--- 設問 1 ---
エントリのうち「bag and record the pixel coordinates.」を含む行からエントリの最後までを、「ceiling light」を「ceiling lamp」に置き換えて書き直しなさい。ほかの部分は一切変えないこと。

今年の暑さは尋常では無い。日差しは強く、雨はすでに4週間降っていない。

土はぼこぼこ、土埃が舞い上がる。畑の温度は40度超え。

来年用の味噌作りのための大豆ができるのか、それが心配。それでも種を

蒔かねばできない。すでに二回種を蒔き直した。

一度目は、余りの湿気(梅雨明けに種蒔き)に種が腐ったようだ。二回目は

乾季の中での種蒔きとなった。

 

 

2020.8.5 コロナ時代に「食を考える」その三 どのように生きる

 国家は一体誰のためにあるのか?

国家VS民権と言うテーマはいつの時代にも大きな問題とされてきている。

これは、明治時代の日本国家の創世記にも、国力を上げようとした時の

為政者達の施策によって、多くの国民の血を流し、そして、現在の政権に

繋がっている。

--- 設問 2 ---
抜粋本文によると、一度目の種蒔きでは種はどうなったか。

--- 抜粋データ ---
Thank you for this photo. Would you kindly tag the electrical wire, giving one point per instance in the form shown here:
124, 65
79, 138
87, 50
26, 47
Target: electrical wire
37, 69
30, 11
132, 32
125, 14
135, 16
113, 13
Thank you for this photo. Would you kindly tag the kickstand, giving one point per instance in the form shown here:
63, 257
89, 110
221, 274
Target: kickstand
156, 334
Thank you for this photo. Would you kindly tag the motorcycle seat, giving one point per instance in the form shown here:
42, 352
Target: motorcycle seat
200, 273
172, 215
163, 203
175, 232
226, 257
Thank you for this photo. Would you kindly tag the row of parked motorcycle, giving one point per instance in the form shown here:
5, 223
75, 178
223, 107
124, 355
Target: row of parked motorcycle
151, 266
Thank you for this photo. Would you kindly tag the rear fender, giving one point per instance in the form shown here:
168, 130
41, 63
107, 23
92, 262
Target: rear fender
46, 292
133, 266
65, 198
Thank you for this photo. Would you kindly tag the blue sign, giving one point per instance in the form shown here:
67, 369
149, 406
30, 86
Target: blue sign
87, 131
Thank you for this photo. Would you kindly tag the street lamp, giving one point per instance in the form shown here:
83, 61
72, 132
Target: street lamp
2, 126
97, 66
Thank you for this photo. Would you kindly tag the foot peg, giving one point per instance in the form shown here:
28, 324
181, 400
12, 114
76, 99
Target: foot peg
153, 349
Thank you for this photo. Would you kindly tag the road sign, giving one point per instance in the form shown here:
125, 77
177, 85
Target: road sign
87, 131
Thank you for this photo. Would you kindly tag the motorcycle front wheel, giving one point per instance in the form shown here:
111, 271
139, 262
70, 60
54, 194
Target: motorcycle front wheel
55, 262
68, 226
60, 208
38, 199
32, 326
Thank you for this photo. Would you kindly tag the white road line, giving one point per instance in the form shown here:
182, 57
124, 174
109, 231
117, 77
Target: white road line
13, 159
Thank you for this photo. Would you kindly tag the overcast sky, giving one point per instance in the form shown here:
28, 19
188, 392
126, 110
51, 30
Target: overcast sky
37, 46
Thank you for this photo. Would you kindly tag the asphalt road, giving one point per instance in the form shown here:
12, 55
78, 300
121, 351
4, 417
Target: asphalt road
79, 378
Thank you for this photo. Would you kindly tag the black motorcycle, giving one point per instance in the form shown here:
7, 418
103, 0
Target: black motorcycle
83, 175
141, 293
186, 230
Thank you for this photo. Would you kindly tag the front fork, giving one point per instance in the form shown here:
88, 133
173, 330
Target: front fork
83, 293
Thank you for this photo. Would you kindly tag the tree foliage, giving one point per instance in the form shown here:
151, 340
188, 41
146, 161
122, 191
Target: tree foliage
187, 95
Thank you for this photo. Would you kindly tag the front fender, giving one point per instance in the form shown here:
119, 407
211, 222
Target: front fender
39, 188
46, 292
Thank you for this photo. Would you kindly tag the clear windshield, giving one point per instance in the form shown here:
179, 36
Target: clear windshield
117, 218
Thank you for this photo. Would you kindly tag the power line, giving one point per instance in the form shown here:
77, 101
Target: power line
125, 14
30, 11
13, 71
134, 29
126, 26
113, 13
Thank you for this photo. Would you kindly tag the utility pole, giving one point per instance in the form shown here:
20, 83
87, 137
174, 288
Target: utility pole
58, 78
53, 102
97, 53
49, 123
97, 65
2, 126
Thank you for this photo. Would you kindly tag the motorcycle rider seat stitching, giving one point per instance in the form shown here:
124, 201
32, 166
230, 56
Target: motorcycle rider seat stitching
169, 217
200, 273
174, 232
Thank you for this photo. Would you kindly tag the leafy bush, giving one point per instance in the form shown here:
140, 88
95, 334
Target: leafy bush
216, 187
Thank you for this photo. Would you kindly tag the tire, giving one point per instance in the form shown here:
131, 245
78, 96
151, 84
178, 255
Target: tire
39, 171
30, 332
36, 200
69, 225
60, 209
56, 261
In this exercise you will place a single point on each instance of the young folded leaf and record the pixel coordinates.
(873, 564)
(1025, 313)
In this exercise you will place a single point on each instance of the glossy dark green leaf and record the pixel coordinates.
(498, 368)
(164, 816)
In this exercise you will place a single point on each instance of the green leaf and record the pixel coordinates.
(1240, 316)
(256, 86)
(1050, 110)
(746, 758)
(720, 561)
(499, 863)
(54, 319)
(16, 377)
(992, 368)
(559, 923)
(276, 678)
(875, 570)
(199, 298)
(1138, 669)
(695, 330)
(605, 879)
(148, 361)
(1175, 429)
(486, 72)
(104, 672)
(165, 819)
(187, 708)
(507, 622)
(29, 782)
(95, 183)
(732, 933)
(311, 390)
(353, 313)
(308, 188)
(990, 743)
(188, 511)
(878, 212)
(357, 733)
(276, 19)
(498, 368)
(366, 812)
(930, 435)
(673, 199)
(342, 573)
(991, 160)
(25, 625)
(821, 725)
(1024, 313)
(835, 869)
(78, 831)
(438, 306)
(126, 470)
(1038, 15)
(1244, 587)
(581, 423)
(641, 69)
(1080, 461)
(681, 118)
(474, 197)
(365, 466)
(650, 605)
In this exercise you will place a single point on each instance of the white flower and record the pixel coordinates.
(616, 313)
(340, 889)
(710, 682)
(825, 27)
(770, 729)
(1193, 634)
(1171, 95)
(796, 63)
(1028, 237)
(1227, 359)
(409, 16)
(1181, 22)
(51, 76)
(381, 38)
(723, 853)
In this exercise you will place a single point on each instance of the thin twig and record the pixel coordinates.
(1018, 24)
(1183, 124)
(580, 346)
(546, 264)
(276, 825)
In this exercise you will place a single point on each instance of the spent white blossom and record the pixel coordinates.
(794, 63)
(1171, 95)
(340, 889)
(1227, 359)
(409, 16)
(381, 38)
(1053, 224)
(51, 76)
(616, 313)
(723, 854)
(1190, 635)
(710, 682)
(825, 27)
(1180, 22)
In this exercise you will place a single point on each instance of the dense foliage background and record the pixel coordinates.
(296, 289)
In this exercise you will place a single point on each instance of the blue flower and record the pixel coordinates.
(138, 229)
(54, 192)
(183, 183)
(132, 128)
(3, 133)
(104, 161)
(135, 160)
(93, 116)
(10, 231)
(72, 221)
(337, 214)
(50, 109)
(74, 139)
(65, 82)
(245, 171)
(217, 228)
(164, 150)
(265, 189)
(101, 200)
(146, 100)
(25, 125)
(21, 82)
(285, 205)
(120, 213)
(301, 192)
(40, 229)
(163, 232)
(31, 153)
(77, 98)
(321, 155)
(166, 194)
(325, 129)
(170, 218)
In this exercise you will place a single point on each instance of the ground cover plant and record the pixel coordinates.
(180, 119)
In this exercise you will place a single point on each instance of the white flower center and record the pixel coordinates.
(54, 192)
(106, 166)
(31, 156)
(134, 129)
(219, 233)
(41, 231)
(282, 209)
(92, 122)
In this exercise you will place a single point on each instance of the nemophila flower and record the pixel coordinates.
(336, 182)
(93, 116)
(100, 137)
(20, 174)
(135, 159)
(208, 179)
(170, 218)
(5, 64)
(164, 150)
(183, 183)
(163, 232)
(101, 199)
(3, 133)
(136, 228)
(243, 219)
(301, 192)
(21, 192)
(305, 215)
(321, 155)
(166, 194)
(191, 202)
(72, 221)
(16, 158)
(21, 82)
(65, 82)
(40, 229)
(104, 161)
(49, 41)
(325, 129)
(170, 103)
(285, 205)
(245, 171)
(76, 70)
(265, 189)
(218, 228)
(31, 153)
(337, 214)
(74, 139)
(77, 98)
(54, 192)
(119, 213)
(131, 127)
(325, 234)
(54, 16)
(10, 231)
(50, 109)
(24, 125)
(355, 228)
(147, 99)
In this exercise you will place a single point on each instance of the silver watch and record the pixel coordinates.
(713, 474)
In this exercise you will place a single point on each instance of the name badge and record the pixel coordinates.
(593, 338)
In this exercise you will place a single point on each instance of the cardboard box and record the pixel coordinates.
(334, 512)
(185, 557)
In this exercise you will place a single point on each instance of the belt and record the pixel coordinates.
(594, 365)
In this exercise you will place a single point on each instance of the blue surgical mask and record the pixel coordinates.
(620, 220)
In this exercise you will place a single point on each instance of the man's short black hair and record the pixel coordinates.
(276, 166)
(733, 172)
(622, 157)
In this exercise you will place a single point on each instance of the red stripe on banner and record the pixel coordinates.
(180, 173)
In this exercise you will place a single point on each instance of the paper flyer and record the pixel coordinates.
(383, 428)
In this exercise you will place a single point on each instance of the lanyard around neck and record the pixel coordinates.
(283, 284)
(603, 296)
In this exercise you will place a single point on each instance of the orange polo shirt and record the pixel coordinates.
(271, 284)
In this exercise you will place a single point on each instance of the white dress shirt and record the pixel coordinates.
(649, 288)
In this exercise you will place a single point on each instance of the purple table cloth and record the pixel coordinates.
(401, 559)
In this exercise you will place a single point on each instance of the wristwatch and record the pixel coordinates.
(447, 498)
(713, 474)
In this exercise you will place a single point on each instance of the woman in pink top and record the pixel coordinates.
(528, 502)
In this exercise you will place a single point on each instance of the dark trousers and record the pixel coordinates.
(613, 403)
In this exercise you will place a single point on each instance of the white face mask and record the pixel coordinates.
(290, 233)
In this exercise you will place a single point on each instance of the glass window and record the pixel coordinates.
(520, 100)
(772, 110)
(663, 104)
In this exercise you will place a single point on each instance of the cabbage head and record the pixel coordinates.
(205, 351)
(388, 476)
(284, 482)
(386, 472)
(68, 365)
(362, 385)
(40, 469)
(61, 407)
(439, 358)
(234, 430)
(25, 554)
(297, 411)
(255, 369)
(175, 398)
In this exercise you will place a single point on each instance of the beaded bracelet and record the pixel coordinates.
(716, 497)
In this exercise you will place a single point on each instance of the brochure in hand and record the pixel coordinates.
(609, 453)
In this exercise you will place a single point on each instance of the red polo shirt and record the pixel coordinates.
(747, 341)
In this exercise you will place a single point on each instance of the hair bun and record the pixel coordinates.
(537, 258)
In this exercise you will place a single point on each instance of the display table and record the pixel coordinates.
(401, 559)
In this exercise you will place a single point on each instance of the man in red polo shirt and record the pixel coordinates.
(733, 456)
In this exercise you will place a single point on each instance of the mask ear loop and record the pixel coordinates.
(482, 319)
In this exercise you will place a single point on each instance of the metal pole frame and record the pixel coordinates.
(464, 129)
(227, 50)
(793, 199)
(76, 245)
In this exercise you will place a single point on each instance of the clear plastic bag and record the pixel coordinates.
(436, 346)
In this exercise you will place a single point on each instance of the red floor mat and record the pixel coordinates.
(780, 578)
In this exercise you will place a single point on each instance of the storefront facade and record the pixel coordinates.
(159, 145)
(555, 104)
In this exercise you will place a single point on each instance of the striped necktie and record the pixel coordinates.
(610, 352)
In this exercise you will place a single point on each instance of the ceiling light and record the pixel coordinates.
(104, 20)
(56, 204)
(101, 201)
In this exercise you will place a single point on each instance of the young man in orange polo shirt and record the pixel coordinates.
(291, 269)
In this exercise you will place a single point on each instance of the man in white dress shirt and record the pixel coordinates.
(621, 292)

--- 正解 1 ---
In this exercise you will place a single point on each instance of the clear plastic bag and record the pixel coordinates.
(436, 346)
In this exercise you will place a single point on each instance of the red floor mat and record the pixel coordinates.
(780, 578)
In this exercise you will place a single point on each instance of the storefront facade and record the pixel coordinates.
(159, 145)
(555, 104)
In this exercise you will place a single point on each instance of the striped necktie and record the pixel coordinates.
(610, 352)
In this exercise you will place a single point on each instance of the ceiling lamp and record the pixel coordinates.
(104, 20)
(56, 204)
(101, 201)
In this exercise you will place a single point on each instance of the young man in orange polo shirt and record the pixel coordinates.
(291, 269)
In this exercise you will place a single point on each instance of the man in white dress shirt and record the pixel coordinates.
(621, 292)

--- 正解 2 ---
余りの湿気で種が腐ったようだ。